**Goal**
Copy out each of the items below with "pixel coordinates" changed to "x and y values" everywhere it occurs. Leave every other character as it is.

**Provided material**
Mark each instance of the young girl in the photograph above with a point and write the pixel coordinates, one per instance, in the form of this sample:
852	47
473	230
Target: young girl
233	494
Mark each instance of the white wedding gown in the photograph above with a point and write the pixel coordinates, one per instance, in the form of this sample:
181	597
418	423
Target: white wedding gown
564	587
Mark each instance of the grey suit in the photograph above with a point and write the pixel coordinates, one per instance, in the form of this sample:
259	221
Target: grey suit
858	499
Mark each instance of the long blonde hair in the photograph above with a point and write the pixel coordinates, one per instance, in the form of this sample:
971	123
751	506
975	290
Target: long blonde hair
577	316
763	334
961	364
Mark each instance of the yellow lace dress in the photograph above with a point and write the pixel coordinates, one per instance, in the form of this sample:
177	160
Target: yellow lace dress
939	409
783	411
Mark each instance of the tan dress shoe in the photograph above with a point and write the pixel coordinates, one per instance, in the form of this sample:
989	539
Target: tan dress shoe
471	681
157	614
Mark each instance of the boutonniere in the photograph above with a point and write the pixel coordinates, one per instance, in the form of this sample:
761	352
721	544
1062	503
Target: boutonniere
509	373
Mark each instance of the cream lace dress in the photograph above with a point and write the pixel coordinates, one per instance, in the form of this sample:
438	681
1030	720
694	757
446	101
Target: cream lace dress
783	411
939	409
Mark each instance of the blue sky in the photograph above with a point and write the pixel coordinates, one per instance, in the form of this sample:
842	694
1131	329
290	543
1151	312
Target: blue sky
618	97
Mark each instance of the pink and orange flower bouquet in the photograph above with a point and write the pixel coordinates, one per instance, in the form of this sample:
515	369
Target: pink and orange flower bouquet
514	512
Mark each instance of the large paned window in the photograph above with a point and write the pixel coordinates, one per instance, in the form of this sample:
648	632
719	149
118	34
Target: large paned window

**The completed task**
Mark each instance of the young girl in the photograph above with a point and write the x and y values, one per instance, in the form of this sample:
852	47
473	230
Target: young girl
233	494
Mark each instance of the white wedding gown in the photograph above with a point and write the x and y values, one per instance, in the form of this sample:
181	597
418	423
Target: white wedding gown
564	587
Mark each instance of the grey suit in the photograph above with a point and write the x and y values, one per instance, in the form of this sample:
259	221
Target: grey suit
858	499
Mark each instance of the long blonde hair in the photograph above with a point and write the x and y values, one per instance, in the form of this sample:
971	123
751	506
975	290
Target: long blonde hair
577	316
763	334
961	364
Mark each instance of the yellow lace dress in the photograph above with a point and write the x and y values, one per instance, in the form of this sample:
177	160
Target: yellow lace dress
939	409
783	411
Mark each instance of the tan dress shoe in the photograph above with a point and write the x and y values, one per instance, in the form of this sample:
989	539
Target: tan dress shoe
471	681
157	614
Mark each instance of the boutonniere in the photograph above with a point and write the x and y values, one per instance, in the form of this sample:
761	352
721	544
1062	503
Target: boutonniere
509	373
Mark each instance of the cream lace dress in the photograph above with a point and write the x and y values, one per instance, in the form of this sample:
438	681
1030	720
694	757
446	101
Target: cream lace dress
783	411
939	409
Mark each instance of the blue sky in the photograph above with a point and write the x and y values, one per instance, in the form of this sample:
842	694
1131	329
290	543
1151	312
Target: blue sky
618	97
Mark each instance of the pink and orange flower bouquet in the photograph above with a point and write the x and y values, one per instance, in the form of this sample:
515	369
Target: pink and orange flower bouquet
514	512
Mark each instance of the large paned window in the photograph above with a point and write the x and y values, one per instance, in the form of this sample:
648	632
719	149
118	34
Target: large paned window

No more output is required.